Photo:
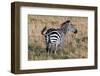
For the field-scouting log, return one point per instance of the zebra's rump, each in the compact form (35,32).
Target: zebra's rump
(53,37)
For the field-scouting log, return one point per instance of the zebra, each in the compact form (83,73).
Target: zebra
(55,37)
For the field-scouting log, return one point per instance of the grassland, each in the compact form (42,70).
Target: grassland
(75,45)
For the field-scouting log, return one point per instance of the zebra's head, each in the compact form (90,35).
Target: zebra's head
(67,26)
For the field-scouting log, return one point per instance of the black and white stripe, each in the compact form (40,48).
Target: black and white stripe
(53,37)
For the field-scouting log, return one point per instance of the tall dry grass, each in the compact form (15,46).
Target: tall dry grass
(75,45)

==

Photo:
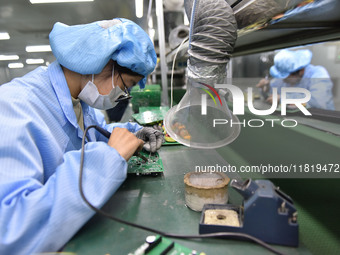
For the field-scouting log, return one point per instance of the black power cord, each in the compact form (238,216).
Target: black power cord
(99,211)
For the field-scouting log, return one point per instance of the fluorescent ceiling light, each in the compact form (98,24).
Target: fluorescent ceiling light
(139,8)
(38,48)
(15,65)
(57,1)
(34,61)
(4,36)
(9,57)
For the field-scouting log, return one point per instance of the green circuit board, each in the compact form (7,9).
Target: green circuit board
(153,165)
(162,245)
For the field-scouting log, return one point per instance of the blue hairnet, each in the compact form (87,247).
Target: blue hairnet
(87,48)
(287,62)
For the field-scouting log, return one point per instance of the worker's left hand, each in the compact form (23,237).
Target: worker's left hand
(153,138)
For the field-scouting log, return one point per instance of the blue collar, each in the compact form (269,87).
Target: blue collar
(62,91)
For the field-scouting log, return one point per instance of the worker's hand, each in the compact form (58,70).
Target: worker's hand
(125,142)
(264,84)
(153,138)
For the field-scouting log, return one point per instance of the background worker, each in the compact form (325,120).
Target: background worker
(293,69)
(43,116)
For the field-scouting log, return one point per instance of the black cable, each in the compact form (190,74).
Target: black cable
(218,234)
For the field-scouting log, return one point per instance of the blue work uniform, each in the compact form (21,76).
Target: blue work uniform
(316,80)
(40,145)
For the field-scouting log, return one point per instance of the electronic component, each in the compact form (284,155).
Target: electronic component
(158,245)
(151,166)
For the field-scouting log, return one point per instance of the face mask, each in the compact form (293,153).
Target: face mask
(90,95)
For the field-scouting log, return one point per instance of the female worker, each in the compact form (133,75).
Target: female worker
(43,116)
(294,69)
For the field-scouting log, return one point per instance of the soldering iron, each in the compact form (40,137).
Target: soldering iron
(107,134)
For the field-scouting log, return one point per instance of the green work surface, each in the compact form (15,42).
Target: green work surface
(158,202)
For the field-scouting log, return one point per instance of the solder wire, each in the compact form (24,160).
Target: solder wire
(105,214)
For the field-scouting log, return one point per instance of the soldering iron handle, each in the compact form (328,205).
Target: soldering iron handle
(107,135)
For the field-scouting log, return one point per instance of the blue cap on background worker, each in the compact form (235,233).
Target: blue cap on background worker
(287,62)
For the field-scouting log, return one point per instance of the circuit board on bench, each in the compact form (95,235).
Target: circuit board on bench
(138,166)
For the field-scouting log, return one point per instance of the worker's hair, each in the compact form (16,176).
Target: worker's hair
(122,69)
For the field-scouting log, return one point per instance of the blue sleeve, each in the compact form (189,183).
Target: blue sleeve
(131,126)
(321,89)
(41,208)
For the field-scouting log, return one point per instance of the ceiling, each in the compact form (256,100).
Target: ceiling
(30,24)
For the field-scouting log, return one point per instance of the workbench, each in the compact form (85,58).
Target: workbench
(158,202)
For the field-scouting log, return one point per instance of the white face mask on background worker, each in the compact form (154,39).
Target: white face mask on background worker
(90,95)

◆ Given problem ◆
Which lines in the material above contain the string "power"? Copy out each of those lines in full.

◆ Answer to the exercise ◆
For the field-scouting log, return one point per instance of the black power cord, each in the compact form (238,216).
Target: black power cord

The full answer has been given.